[次の課題]
a: 本文で、友人と「私」が駅前のロータリーの端っこへ移動したのはなぜか、本文に書かれた理由をもとに説明してください。
b: 本文のうち、「私がペヤングを預かると、友人」から「私の中の悪魔が囁いた。」までの部分を一字も変えずに打ち直してください。
c: 友人のペヤングをめぐる本文について、最後の文のあとに続く場面を書いてください。

第1話

文字数 1,900文字

どうしてそういう状況になったのか?
何故その選択をしたのか?
今でもよくわからない。

――小学5年か6年のころ。
放課後、地元の駅前で友人と出会った。

私は自転車、友人は徒歩。
見ると、友人は両手でカップ焼きそばを大事そうに持っていた。
ペヤング。

友人「これ、そこのコンビニで買って。今から食べるんだ」
すでにお湯の入った状態のペヤング。
『すぐ、そこ サンクス♪』のコンビニで買って、お湯も入れたらしい。
(このサンクスは現在、ファミマになっている)

たまたま出会った私と友人は、おしゃべりを始めた。
他愛無い話をしたのだと思う。

私「それ、そろそろ3分たったんじゃない?」
友人が手に持つペヤングを指さす。

友人「あっ。麺のびちゃう。食べないと」
友人と私は駅前のロータリーの端っこへと移動した。

自転車のスタンドをおろす。
私が自転車を停めている間、友人は排水溝を見つけてお湯切りをしていた。

お湯切りを終えた友人が私のもとに来る。
と、友人が私にペヤングを差し出してきた。
友人「これ、ちょっと持っててくれない?」

私がペヤングを預かると、友人は手首にかけたビニール袋からソースの小袋を取り出した。
湯気のあがる麺にソースをかけていく。

友人「青のりとスパイスは……」
友人がビニール袋をゴソゴソしている。

『どうして俺は、友人のペヤングが出来上がるのを、わざわざ両手に持ってあげて突っ立っているんだろう』
私の中の悪魔が囁いた。

私「これ、ちょっとここに置くね」
友人のペヤングを、そばに停めた自転車のサドルにのせた。

[提供データ]
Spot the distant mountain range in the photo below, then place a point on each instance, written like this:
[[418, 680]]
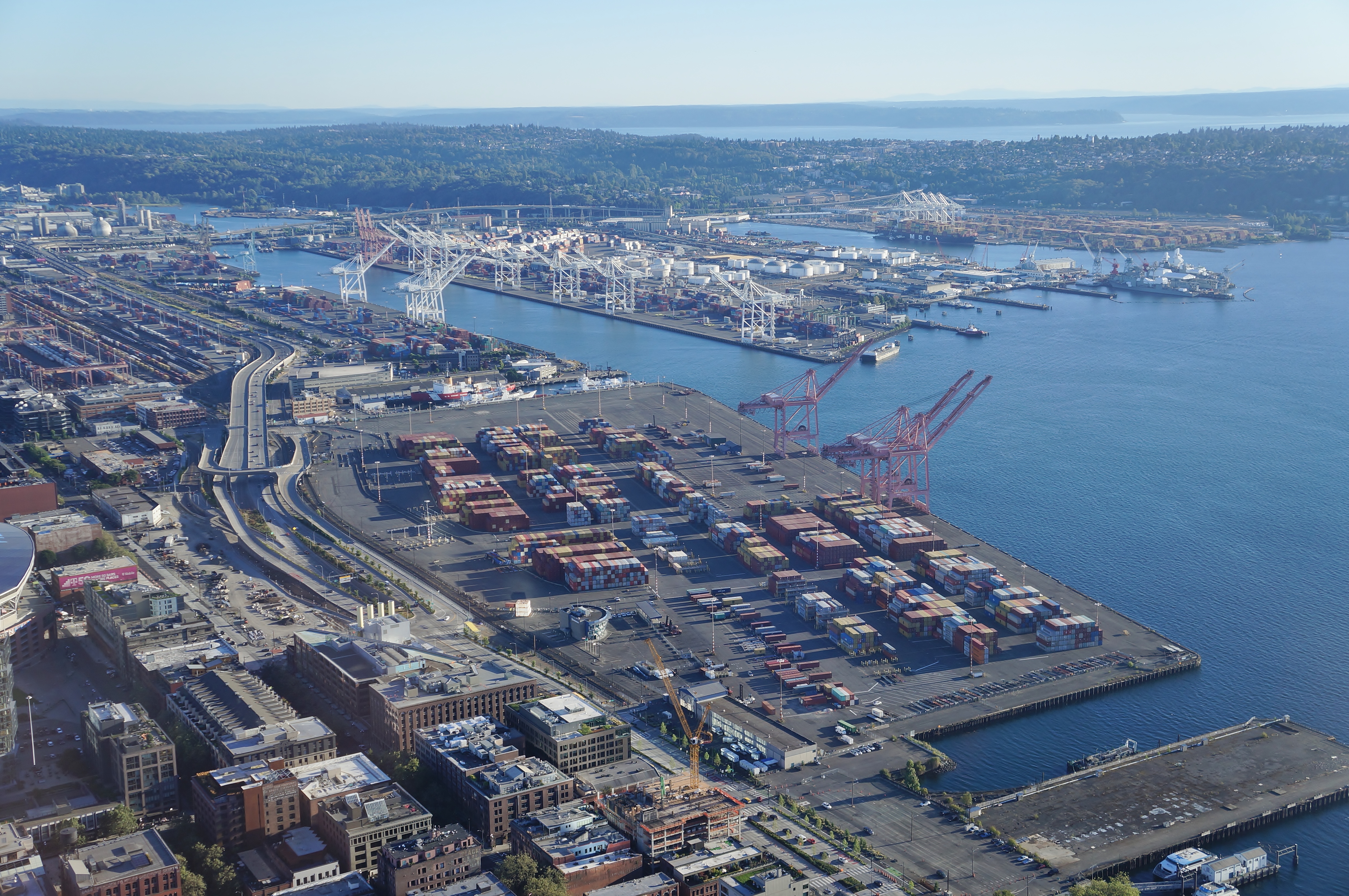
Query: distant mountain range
[[929, 114]]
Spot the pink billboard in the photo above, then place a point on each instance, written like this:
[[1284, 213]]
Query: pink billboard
[[122, 571]]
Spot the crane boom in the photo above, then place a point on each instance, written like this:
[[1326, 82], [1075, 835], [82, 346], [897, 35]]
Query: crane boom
[[693, 735]]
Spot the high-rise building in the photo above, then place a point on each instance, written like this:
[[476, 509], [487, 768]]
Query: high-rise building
[[133, 755]]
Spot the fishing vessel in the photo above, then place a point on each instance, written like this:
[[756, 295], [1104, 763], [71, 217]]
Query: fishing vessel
[[880, 353], [1170, 277]]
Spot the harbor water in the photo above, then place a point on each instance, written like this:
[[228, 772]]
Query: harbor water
[[1181, 461]]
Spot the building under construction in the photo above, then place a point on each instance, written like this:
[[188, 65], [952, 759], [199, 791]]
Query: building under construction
[[657, 826]]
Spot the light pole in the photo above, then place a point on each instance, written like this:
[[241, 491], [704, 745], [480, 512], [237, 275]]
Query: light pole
[[33, 741]]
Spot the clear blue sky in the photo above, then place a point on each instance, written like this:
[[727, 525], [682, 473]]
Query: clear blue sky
[[331, 55]]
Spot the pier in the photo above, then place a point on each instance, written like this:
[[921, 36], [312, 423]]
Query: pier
[[1200, 791]]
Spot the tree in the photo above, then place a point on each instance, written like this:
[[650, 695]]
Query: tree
[[1117, 886], [517, 871], [191, 882], [119, 822]]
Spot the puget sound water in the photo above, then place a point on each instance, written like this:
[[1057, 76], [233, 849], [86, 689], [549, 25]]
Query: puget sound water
[[1180, 461]]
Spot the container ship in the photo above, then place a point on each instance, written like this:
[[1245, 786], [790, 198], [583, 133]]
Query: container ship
[[1172, 277], [880, 353]]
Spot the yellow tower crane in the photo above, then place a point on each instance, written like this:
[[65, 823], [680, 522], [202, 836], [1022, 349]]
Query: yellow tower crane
[[693, 735]]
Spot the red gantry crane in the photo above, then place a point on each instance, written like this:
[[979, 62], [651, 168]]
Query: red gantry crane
[[795, 407], [891, 455]]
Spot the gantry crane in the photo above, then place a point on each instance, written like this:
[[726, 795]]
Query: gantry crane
[[693, 735], [891, 455], [795, 407]]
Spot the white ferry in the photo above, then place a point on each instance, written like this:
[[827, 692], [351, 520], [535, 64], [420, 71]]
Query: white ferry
[[1182, 864], [880, 353]]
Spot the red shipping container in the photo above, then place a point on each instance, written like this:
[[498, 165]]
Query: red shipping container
[[903, 550]]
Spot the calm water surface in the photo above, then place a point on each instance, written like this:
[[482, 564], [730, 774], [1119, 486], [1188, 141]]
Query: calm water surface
[[1182, 462]]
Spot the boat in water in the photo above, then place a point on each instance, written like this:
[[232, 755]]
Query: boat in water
[[1182, 864], [880, 353], [1172, 277]]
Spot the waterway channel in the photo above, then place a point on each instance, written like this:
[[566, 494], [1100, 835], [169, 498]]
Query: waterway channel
[[1181, 461]]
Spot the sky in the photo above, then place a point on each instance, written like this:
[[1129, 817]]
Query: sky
[[528, 53]]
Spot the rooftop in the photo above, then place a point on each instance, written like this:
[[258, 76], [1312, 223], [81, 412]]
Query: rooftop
[[513, 776], [770, 730], [237, 699], [481, 886], [640, 808], [243, 775], [127, 725], [199, 655], [349, 884], [632, 772], [372, 808], [431, 840], [317, 780], [710, 860], [110, 860], [255, 739], [454, 678], [635, 887], [562, 716]]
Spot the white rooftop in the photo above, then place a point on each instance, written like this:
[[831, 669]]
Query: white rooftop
[[339, 774]]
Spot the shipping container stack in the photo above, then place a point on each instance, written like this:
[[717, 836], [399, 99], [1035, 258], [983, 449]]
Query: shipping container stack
[[416, 446], [786, 585], [452, 493], [952, 571], [1023, 616], [827, 550], [728, 536], [647, 525], [926, 620], [1069, 633], [601, 575], [760, 556], [551, 562], [578, 515], [501, 515], [899, 537], [521, 547], [609, 509], [807, 604], [784, 528]]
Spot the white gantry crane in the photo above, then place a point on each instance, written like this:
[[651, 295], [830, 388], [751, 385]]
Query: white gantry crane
[[921, 206], [759, 308], [372, 246]]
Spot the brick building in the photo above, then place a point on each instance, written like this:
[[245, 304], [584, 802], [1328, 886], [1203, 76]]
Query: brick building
[[496, 783], [576, 841], [430, 861], [358, 825], [571, 732], [138, 863], [245, 805]]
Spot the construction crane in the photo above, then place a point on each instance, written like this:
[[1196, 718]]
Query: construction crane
[[693, 735], [795, 407], [892, 455]]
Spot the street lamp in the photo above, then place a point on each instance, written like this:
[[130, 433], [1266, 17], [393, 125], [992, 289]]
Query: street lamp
[[33, 741]]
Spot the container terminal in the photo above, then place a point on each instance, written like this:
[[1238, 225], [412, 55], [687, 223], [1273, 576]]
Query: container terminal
[[903, 696], [938, 697]]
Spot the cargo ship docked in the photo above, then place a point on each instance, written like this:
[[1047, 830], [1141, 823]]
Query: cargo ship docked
[[880, 353], [1172, 277]]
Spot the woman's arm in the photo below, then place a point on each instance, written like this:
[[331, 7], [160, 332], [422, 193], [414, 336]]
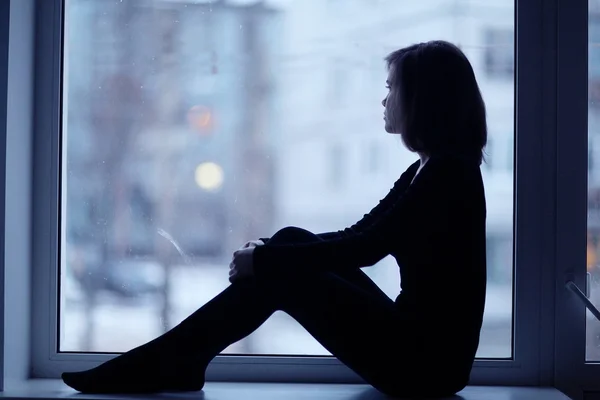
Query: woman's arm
[[364, 246], [435, 193], [377, 212]]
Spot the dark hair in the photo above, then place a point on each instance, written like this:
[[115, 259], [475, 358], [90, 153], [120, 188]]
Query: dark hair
[[444, 113]]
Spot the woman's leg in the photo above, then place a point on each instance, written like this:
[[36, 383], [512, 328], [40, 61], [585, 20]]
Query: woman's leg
[[356, 325]]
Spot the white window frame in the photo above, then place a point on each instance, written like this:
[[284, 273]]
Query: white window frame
[[535, 283]]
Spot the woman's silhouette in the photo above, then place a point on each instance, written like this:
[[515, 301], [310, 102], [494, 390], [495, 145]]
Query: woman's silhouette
[[432, 222]]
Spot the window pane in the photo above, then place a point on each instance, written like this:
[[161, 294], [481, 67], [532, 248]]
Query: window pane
[[593, 243], [191, 127]]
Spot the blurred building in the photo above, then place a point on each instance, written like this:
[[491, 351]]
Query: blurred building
[[170, 119], [336, 160]]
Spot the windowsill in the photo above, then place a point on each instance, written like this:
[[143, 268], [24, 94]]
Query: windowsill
[[55, 389]]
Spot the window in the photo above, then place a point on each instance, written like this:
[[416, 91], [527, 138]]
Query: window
[[499, 53], [128, 111], [128, 107], [593, 240], [337, 167]]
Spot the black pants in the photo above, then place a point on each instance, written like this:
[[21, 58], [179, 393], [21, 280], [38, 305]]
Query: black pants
[[346, 312]]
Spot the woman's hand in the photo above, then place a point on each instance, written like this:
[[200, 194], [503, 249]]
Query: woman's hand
[[241, 265]]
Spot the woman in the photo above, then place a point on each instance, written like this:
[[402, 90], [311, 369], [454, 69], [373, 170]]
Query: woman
[[432, 222]]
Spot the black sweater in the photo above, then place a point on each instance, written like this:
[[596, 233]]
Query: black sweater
[[435, 229]]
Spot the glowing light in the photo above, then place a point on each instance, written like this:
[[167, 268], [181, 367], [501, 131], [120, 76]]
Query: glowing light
[[209, 176]]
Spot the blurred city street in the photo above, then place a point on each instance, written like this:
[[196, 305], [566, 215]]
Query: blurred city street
[[124, 327]]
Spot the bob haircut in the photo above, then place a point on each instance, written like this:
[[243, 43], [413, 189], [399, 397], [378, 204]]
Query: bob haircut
[[442, 108]]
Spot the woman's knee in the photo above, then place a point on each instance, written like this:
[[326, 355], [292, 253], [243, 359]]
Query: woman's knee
[[292, 234]]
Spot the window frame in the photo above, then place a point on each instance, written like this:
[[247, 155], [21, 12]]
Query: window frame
[[535, 103], [574, 375]]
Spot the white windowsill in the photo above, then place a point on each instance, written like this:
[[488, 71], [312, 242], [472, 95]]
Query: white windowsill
[[55, 389]]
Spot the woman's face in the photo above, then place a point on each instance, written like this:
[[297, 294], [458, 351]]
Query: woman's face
[[393, 115]]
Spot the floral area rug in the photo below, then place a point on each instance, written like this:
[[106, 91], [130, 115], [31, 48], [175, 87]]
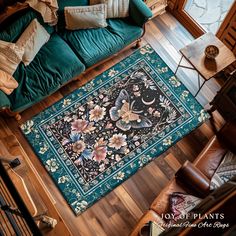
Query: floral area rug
[[102, 133]]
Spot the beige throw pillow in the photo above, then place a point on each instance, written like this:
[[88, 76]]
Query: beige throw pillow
[[10, 56], [84, 17], [7, 82], [115, 8], [32, 39]]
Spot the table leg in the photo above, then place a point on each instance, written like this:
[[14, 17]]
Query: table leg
[[199, 86]]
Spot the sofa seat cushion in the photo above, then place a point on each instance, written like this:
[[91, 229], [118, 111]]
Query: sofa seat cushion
[[94, 45], [53, 66]]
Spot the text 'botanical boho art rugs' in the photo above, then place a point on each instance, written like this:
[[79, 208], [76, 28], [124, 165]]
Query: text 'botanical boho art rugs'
[[101, 134]]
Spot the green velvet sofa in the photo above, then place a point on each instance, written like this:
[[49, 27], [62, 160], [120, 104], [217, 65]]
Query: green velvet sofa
[[67, 53]]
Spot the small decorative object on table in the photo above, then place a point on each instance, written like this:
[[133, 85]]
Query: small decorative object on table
[[157, 6], [211, 51]]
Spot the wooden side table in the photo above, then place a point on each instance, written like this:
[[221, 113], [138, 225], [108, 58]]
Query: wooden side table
[[194, 53]]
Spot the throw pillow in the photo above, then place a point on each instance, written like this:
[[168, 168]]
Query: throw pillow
[[32, 39], [7, 82], [115, 8], [225, 171], [84, 17], [181, 204], [10, 56]]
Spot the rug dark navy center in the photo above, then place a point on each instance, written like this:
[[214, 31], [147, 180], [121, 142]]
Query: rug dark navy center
[[102, 133]]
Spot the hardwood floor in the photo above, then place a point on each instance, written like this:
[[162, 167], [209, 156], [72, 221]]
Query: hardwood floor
[[118, 212]]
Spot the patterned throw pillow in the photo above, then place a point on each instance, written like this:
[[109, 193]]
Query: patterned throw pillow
[[181, 204], [10, 56], [84, 17], [225, 171], [7, 82], [115, 8], [32, 39]]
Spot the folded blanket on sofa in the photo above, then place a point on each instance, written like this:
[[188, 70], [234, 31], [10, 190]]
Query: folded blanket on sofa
[[47, 8]]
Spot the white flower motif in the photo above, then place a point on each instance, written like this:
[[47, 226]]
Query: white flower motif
[[27, 126], [146, 49], [97, 113], [79, 146], [43, 149], [167, 141], [112, 72], [52, 165], [62, 179], [81, 206], [66, 102], [117, 141], [101, 167], [185, 94], [203, 116], [120, 175]]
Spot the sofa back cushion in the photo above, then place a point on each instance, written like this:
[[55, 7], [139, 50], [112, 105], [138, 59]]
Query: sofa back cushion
[[7, 82], [67, 3], [71, 3], [84, 17], [14, 27], [10, 56], [115, 8], [32, 39]]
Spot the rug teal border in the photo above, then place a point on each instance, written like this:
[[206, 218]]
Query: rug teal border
[[75, 198]]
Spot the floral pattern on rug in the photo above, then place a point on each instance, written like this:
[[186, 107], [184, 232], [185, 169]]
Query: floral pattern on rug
[[102, 133]]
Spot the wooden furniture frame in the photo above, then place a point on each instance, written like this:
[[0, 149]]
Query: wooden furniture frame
[[225, 100], [194, 53], [40, 202]]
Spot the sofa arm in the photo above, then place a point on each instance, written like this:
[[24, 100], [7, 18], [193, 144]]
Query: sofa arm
[[4, 101], [193, 179], [139, 12]]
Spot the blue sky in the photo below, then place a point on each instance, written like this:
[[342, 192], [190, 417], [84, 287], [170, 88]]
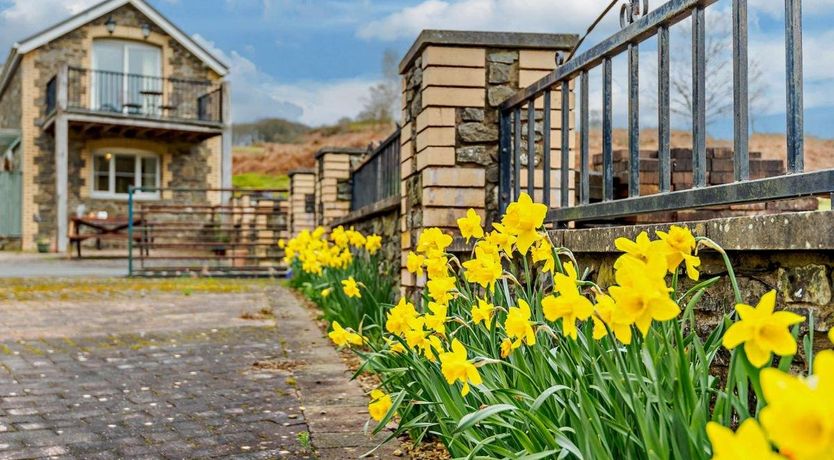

[各課題の解答]
a: 「私」に「そろそろ3分たったんじゃない?」と言われ、友人が「麺のびちゃう。食べないと」と気づいたからです。ペヤングを食べるために、二人は端っこへ移動しました。

b:
私がペヤングを預かると、友人は手首にかけたビニール袋からソースの小袋を取り出した。
湯気のあがる麺にソースをかけていく。

友人「青のりとスパイスは……」
友人がビニール袋をゴソゴソしている。

『どうして俺は、友人のペヤングが出来上がるのを、わざわざ両手に持ってあげて突っ立っているんだろう』
私の中の悪魔が囁いた。

c:
友人「えっ?」
私「ほら。ここなら安定するから」
友人「(ビニールに入れた青のりを探しながら)ああ、うん」
私「…………………」

ようやくビニールの中から小袋を見つけた友人が、サドルの上のペヤングに青のりとスパイスを振りかけていく。
その瞬間だった。
私の自転車が揺れた。

風の影響か、私の手が当たったのか、自転車が揺れた原因は覚えていない。
友人のペヤングが宙を舞い、地面に落ちた。

「秒速5センチメートルなんだって。ペヤングの青のりの落ちるスピード」

新海誠のアニメみたいなセリフは、出てこなかった。
(これは1998年~1999年の話だし。『秒速5センチメートル』は2007年に公開)

アスファルトの上に、ペヤングの麺が広がる。
まだ色づいていない麺は、部分部分に粉のソースと青のりをまとっていた。

友人「…………………」
私「…………………」
地面のペヤングを見つめる二人。

『おれが、俺がペヤングを自転車のサドルにのせたせい、か?』

友人「…………………」
私「あの、その、ごめん!こんなとこのっけたから!」
友人「…………………」
私「あの、俺……サンクスでペヤング買ってくるよ!」

地面に落ちたペヤングの麺。
友人はひっくり返った容器を拾い、麺をもとの場所に戻している。

私「今お金ないから、一旦ウチ帰らないとだけど」
友人「…………………」
私「お金とって、サンクスでペヤング買って戻ってくるから!」
友人「……いい」
私「お湯入れたやつ、持ってくるから!ちょっとだけ待っててよ!」
友人「……もう、いい」

私「えっ?」
友人「買ってこなくて、いい」
私「……でも」
友人「もう、いいから」
私「…………………」
友人「……これ、捨ててくる」

友人が、とぼとぼと歩きだす。
数分前にペヤングを買って、お湯を入れた場所へ向かう。
私はどうしたらいいのかわからないまま、友人とともにサンクスへ。

地面に落ちてダメになったペヤング。
ビニールに入れたそれを、コンビニの前のごみ箱へ入れる友人。
私は何も言うことができずに、ただ横で見ていた。

友人「……じゃあ、またね」
私「あ、うん。また、明日」

友人が再びペヤングを買うことはなかった。
申し訳なさと許しを得られていないモヤモヤを抱えたまま、私は友人と別れた。

覆水盆に返らず。
当時11~12才の私は、そんな諺を知らない。

お小遣いからペヤングを買って、ポットでお湯を入れて、ようやく食べられるはずだったペヤング。
食べる前のワクワク、想像する味。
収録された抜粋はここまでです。